-- Begin Material for this task --

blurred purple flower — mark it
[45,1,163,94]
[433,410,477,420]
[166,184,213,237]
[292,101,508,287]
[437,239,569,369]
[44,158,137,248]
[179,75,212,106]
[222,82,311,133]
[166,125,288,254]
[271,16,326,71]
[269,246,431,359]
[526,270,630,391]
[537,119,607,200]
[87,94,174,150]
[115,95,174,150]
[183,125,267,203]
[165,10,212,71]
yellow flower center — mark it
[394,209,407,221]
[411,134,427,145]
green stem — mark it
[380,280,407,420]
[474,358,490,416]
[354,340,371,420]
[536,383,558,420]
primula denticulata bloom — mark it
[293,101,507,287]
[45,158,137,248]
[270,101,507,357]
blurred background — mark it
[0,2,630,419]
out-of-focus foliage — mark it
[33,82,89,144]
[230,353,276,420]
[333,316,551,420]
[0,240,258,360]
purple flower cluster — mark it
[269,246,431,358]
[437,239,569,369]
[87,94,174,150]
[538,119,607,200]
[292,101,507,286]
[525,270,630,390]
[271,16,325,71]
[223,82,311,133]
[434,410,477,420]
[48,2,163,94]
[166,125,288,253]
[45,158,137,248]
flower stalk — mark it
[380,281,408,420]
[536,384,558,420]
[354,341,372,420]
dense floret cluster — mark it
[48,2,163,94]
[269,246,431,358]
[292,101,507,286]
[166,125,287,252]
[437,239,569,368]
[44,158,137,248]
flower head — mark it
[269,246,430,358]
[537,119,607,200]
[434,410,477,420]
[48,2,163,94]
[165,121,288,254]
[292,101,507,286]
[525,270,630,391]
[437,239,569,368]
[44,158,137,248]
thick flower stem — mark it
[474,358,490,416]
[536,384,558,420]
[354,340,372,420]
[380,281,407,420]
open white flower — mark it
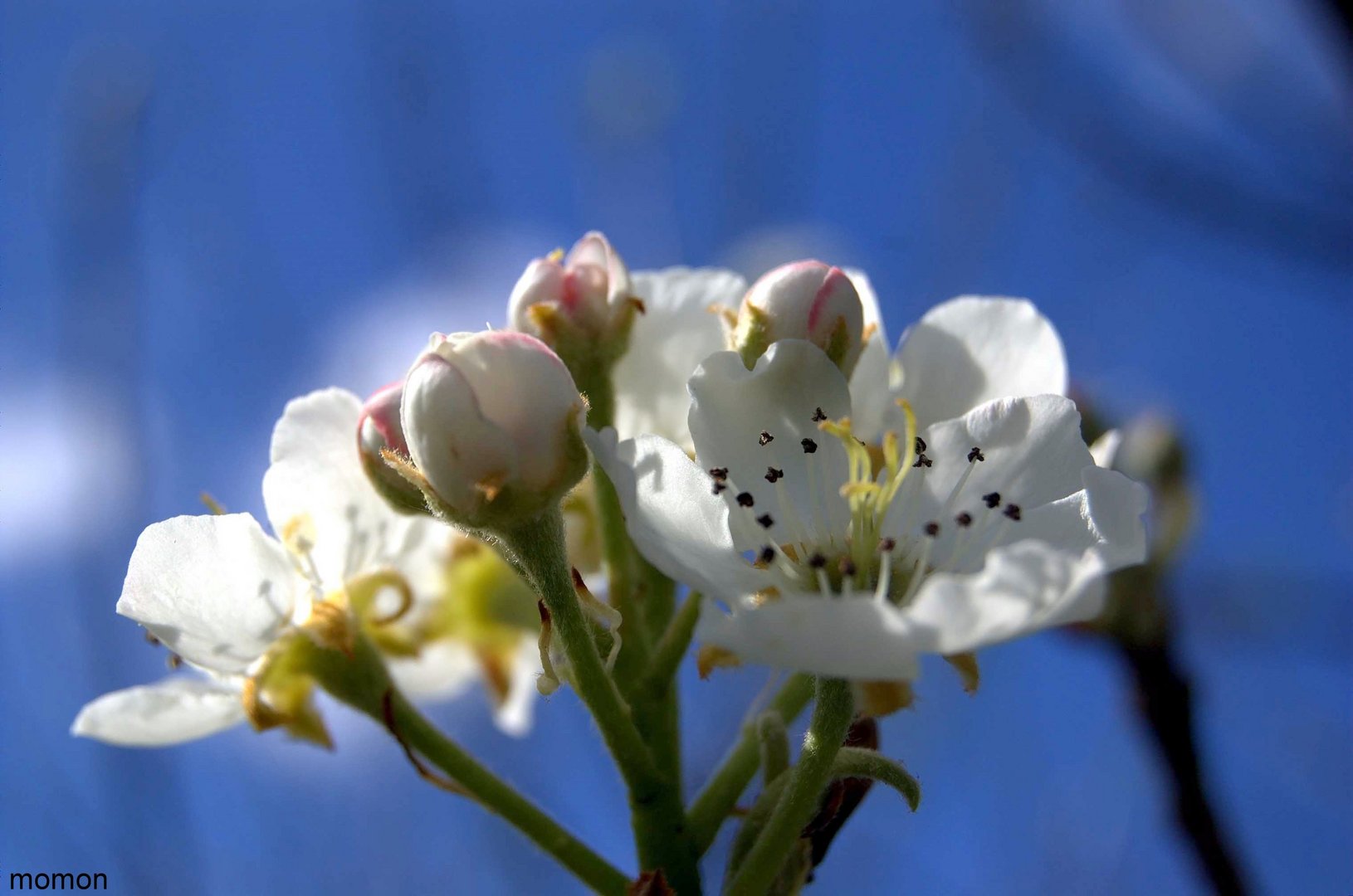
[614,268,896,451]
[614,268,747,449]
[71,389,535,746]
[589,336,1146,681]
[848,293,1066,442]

-- End Material for this task --
-- Begin Material for this task --

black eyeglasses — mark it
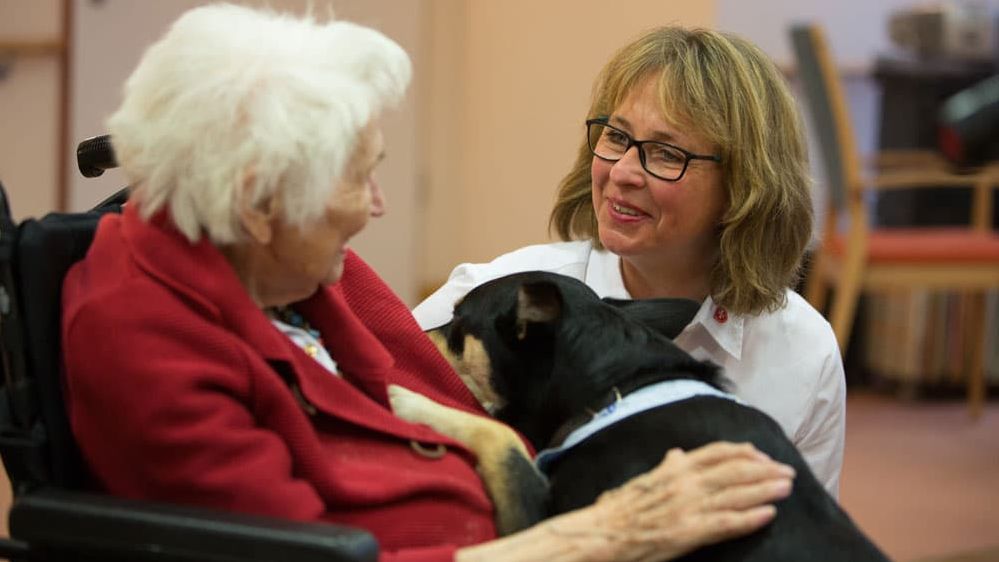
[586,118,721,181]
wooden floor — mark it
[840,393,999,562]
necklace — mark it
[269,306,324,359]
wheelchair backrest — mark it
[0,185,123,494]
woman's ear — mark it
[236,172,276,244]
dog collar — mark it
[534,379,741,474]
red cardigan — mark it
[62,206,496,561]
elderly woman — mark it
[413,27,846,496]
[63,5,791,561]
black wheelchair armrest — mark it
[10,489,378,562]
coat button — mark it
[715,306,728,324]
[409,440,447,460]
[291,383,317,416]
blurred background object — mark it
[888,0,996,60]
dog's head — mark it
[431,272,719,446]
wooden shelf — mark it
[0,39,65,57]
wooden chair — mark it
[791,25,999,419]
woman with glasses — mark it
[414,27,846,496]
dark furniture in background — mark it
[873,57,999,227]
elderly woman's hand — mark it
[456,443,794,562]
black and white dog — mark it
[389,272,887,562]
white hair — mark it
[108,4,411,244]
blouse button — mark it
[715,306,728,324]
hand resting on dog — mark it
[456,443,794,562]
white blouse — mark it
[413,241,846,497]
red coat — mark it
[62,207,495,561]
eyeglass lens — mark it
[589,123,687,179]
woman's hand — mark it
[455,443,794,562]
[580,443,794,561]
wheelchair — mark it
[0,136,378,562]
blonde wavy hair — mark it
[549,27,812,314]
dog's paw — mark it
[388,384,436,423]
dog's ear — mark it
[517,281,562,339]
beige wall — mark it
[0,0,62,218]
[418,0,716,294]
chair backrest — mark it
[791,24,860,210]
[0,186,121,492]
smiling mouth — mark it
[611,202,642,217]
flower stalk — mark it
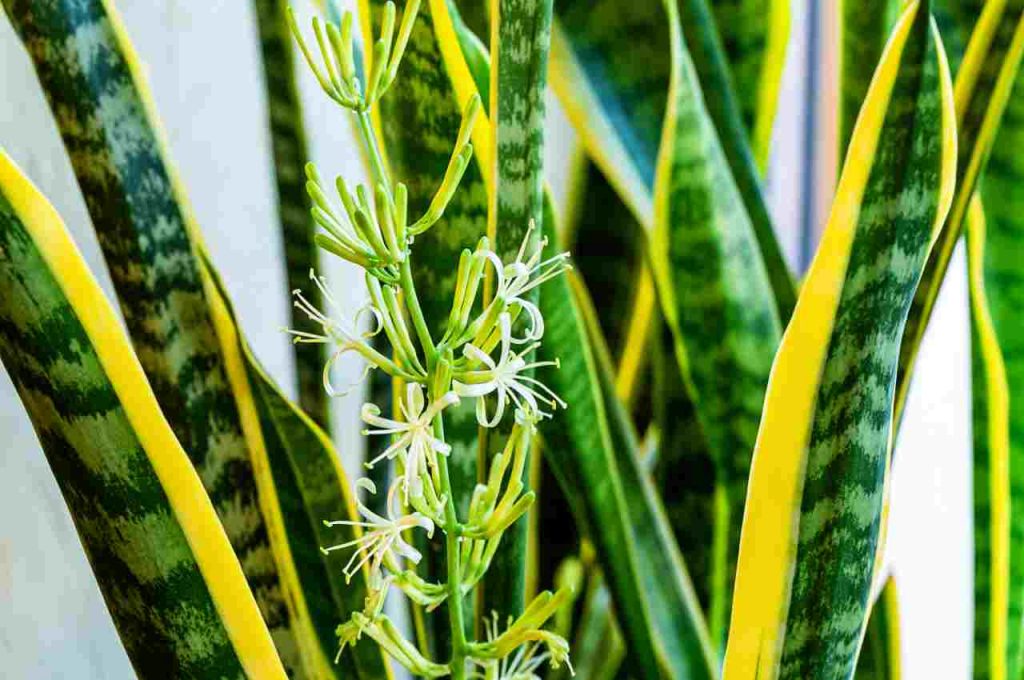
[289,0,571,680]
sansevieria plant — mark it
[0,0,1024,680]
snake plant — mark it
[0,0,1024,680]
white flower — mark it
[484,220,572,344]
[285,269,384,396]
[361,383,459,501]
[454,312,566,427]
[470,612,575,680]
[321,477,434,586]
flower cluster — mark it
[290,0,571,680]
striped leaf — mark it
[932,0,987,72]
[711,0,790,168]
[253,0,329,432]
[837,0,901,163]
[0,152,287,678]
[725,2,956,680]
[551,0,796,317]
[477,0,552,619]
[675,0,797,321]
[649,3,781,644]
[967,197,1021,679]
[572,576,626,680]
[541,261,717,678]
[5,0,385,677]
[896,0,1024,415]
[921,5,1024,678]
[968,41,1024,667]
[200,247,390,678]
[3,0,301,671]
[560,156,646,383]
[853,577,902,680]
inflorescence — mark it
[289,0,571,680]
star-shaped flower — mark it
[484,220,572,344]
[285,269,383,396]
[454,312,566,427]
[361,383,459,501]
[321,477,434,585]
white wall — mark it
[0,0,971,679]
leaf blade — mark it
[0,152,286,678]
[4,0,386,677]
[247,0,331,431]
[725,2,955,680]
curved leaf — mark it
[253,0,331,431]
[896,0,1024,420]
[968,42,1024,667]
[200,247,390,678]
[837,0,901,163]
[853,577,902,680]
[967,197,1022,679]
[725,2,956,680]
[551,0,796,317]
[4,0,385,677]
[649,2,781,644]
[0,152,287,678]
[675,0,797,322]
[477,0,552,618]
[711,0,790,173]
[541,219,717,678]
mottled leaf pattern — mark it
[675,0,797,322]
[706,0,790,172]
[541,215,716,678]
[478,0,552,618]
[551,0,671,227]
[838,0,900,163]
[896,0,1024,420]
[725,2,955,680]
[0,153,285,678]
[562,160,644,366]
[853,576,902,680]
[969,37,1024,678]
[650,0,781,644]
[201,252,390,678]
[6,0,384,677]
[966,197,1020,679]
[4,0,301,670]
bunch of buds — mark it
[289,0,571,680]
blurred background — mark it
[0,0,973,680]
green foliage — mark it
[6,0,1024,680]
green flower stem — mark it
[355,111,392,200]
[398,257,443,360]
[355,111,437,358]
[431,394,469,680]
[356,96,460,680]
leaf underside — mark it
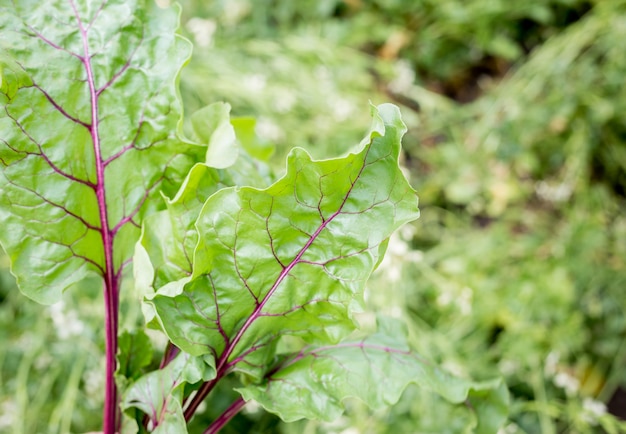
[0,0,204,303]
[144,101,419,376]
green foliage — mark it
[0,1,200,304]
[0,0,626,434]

-- End Material for this task --

> _Requirements_
Can you update the records from the line with "out-of-focus foliage — mark it" to the line with "[848,293,1066,442]" by changing "cluster" to "group", keeping everything else the same and leaving the pictures out?

> _The response_
out-of-focus foliage — mark it
[33,82,89,144]
[230,353,276,420]
[333,316,551,420]
[0,240,258,360]
purple flower group — mark it
[269,246,431,358]
[437,239,569,369]
[87,94,174,150]
[538,119,607,200]
[292,101,507,286]
[525,270,630,390]
[271,16,325,71]
[223,82,311,133]
[434,410,477,420]
[48,2,163,94]
[166,125,288,253]
[45,158,137,248]
flower stalk — mark it
[380,281,408,420]
[536,384,558,420]
[354,341,372,420]
dense floret group — mark it
[48,2,163,94]
[269,246,431,358]
[292,101,507,286]
[166,125,287,252]
[437,239,569,368]
[44,158,137,248]
flower head — mark it
[269,246,430,358]
[537,119,607,200]
[434,410,477,420]
[48,2,163,94]
[165,121,288,254]
[292,101,507,286]
[525,270,630,391]
[437,239,569,368]
[44,158,137,248]
thick flower stem — mark it
[474,358,490,416]
[536,384,558,420]
[354,340,372,420]
[380,281,407,420]
open white flower — mark it
[614,268,896,451]
[614,268,747,449]
[71,389,535,746]
[589,336,1146,681]
[848,293,1066,442]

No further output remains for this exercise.